DIRECTIVE: Reproduce every line of the data below verbatim, omitting the pictures.
* Begin GIVEN DATA *
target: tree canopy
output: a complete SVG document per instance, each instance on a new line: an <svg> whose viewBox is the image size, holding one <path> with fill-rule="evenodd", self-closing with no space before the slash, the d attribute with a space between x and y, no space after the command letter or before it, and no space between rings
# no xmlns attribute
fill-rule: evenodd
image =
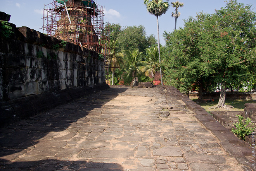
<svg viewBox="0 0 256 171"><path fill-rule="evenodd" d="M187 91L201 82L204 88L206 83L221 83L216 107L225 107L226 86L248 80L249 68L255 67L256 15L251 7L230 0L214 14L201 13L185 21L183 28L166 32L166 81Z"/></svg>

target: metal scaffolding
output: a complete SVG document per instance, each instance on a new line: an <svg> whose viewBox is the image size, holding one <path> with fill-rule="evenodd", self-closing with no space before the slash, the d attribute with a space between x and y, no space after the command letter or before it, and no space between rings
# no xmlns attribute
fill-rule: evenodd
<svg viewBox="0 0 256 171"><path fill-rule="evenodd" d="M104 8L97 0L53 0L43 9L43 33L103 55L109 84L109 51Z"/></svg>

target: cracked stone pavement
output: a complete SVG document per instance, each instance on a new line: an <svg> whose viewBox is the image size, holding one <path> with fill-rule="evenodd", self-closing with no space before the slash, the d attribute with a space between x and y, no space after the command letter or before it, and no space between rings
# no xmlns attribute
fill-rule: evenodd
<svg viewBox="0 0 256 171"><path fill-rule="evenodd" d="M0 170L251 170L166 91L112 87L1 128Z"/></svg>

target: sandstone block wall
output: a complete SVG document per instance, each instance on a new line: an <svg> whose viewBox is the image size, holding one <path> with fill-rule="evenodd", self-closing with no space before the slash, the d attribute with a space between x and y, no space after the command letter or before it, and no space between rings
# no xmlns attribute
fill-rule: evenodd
* End GIVEN DATA *
CORRECT ANSWER:
target: tree canopy
output: a complete SVG document per instance, each instance on a new line: an <svg> whose viewBox is the image size, holding one <path> with fill-rule="evenodd", self-closing with no space before the slash, the d attribute with a space between x and y, no space after the command letter or before it, and no space between rings
# no xmlns attribute
fill-rule: evenodd
image =
<svg viewBox="0 0 256 171"><path fill-rule="evenodd" d="M187 91L201 82L204 88L206 83L221 83L216 107L225 107L226 86L248 80L249 68L255 67L256 15L251 7L230 0L214 14L201 13L185 21L183 28L166 32L166 81Z"/></svg>

target: metal scaffolding
output: a complete SVG document per instance, each instance on a new line: an <svg> whose viewBox is the image size, holding one <path> with fill-rule="evenodd", self-closing with no space before the slash, the d attribute with a space between x and y, no space after the command letter or before it, and no space between rings
# no xmlns attribute
fill-rule: evenodd
<svg viewBox="0 0 256 171"><path fill-rule="evenodd" d="M104 8L97 0L53 0L43 9L43 33L103 55L109 84L109 51Z"/></svg>

target: cracked stone pavement
output: a complete SVG document per instance, each instance on a new line: an <svg> whose viewBox is the image size, holding one <path> with fill-rule="evenodd", self-closing with no space before the slash, the d attribute with a space between x and y, no space after the command letter or before it, and no space between rings
# no xmlns attribute
fill-rule: evenodd
<svg viewBox="0 0 256 171"><path fill-rule="evenodd" d="M0 170L251 170L166 91L112 87L1 128Z"/></svg>

target: sandstone block wall
output: a complete SVG document per instance, each instance on a new line: an <svg> whose viewBox is the image size, holding one <path> with fill-rule="evenodd", self-closing with no space before the slash, the d attribute with a space between x and y, no space after the command letter or before it, and no space between rings
# no xmlns attribute
fill-rule: evenodd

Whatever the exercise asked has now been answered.